> [PROBLEM REQUIREMENTS]: Below are the records; collect from them each line containing the string "windshield".

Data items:
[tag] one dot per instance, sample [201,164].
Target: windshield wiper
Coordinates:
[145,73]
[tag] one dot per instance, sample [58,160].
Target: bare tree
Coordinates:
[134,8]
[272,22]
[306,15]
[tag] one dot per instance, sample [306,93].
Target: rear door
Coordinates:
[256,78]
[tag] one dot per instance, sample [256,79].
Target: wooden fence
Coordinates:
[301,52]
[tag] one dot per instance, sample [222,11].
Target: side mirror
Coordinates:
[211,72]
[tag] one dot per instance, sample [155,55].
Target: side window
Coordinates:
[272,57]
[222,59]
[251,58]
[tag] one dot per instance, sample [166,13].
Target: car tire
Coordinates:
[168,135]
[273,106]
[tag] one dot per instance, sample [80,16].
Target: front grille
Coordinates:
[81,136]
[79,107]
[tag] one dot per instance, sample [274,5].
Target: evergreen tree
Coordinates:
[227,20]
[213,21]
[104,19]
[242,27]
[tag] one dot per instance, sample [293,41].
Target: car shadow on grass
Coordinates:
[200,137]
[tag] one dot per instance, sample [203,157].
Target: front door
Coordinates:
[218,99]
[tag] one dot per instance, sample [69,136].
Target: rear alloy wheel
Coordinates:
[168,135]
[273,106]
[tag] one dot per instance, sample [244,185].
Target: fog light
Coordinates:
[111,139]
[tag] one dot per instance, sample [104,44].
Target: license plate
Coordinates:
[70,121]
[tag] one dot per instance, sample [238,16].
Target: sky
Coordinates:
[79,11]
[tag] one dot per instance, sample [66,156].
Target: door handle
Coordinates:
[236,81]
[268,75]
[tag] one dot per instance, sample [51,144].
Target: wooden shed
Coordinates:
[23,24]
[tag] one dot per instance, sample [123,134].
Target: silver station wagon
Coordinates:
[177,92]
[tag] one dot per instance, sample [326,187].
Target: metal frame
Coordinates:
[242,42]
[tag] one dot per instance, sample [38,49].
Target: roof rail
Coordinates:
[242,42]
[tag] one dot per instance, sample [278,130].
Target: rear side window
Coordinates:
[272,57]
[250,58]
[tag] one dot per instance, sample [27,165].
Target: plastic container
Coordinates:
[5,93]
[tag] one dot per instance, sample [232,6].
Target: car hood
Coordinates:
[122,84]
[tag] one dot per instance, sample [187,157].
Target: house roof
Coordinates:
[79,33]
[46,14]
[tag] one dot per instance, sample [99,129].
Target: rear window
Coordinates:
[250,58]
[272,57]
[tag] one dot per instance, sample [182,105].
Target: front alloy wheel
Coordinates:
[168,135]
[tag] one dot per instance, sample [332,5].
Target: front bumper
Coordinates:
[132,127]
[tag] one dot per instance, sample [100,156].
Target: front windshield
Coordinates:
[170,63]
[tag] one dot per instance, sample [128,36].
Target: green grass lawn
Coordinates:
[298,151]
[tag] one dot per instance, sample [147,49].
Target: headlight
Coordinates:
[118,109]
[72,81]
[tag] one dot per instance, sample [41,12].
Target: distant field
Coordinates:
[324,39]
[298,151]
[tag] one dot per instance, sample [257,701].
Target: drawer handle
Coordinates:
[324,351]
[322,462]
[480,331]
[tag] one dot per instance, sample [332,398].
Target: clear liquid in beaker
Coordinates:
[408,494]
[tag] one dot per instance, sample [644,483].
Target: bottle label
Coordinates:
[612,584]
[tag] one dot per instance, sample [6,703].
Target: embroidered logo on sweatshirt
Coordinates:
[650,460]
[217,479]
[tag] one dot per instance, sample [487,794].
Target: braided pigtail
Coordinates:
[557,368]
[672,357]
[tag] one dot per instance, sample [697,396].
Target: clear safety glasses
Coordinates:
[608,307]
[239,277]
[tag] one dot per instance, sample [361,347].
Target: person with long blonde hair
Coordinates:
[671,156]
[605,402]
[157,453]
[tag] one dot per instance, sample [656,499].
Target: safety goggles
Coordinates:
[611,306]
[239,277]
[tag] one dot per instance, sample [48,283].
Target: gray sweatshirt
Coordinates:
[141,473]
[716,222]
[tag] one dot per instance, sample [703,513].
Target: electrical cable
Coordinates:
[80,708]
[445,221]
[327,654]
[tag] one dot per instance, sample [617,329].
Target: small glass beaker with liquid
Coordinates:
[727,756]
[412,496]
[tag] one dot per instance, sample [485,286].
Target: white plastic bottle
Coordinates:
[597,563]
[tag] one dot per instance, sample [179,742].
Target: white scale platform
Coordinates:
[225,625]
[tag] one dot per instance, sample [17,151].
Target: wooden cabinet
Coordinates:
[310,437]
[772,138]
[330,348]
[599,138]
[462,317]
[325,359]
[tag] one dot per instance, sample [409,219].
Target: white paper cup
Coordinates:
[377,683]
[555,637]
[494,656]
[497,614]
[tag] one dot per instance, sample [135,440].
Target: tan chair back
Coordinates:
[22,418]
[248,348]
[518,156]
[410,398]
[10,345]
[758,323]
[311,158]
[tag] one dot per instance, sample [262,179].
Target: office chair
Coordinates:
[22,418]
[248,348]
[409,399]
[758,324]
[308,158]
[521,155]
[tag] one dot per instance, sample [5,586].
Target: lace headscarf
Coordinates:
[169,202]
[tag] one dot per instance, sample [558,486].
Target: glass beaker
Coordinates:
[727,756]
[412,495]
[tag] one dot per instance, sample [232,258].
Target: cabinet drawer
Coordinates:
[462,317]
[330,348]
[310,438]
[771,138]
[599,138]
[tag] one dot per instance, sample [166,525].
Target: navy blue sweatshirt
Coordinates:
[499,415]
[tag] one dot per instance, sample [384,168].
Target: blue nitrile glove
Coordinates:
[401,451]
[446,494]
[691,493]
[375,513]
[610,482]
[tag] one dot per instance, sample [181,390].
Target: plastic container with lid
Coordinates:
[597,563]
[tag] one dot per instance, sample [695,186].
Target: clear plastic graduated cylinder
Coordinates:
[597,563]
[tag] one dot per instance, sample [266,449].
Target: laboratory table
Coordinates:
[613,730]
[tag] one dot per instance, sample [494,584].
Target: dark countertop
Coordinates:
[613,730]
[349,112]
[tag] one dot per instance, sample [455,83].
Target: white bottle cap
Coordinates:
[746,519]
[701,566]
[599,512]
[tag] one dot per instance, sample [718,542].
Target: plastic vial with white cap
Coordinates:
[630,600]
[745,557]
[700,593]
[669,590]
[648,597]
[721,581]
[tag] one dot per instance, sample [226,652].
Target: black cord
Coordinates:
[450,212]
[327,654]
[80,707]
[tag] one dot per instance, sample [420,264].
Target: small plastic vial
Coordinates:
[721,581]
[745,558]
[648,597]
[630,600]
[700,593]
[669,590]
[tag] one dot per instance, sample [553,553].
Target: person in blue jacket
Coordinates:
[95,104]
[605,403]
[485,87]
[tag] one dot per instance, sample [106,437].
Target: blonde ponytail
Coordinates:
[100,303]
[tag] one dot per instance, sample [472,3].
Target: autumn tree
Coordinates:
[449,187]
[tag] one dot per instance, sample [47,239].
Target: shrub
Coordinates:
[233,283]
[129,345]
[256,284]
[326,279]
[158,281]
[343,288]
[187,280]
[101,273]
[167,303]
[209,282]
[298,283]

> [RESULT FOR THIS TASK]:
Target: windshield wiper
Target: front windshield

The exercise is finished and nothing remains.